--- begin ---

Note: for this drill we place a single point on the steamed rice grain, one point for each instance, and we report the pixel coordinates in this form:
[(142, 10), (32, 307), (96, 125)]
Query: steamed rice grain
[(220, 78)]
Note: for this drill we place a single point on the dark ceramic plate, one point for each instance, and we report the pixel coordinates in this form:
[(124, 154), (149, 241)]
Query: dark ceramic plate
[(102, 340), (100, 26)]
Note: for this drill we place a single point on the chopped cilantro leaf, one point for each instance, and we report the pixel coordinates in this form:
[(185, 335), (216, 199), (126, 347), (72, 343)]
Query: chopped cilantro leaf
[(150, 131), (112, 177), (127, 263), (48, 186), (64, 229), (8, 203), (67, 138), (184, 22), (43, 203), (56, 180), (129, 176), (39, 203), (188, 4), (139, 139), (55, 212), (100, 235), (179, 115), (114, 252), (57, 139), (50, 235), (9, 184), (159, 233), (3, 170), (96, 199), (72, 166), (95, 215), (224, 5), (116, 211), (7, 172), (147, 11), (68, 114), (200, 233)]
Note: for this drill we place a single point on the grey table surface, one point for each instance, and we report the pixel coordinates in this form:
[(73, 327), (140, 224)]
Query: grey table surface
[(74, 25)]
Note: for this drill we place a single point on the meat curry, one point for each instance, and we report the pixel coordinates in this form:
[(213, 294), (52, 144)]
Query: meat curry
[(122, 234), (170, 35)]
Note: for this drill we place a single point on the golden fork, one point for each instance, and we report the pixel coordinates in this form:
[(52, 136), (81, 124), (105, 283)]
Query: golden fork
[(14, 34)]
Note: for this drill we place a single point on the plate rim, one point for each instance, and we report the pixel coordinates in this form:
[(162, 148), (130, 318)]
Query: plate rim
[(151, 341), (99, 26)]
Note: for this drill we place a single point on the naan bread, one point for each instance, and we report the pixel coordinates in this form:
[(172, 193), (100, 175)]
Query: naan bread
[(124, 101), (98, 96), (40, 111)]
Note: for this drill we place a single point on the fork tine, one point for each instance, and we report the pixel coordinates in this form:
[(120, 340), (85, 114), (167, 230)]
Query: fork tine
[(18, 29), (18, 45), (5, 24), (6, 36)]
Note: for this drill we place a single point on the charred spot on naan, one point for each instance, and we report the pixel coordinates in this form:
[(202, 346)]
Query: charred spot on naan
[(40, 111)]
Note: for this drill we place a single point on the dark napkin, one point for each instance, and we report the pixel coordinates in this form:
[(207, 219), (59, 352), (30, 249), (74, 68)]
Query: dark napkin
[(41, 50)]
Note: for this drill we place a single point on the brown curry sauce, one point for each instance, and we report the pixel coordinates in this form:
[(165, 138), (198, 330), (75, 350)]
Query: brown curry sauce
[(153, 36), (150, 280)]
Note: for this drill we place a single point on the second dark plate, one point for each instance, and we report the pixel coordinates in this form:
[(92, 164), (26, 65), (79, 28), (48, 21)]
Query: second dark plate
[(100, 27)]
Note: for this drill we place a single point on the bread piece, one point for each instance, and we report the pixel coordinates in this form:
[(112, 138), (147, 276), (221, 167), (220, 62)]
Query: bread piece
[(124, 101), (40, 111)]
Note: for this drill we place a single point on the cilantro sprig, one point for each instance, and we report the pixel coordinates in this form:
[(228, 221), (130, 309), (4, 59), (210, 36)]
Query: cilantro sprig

--- end ---

◆ What you need to do ◆
Please update the material starting with the line that contains "on the chopped" and going on through the line that contains "Query: chopped cilantro leaf", replacing "drill" with "exercise" and keeping everything else the same. Give back only those lines.

◆ Output for this task ◆
Note: for this exercise we place a single point on the chopped cilantro leaf, one point for each instance, and we report the pixel coordinates in this form:
[(185, 335), (216, 199), (126, 347), (72, 343)]
Query: chopped cilantro leaf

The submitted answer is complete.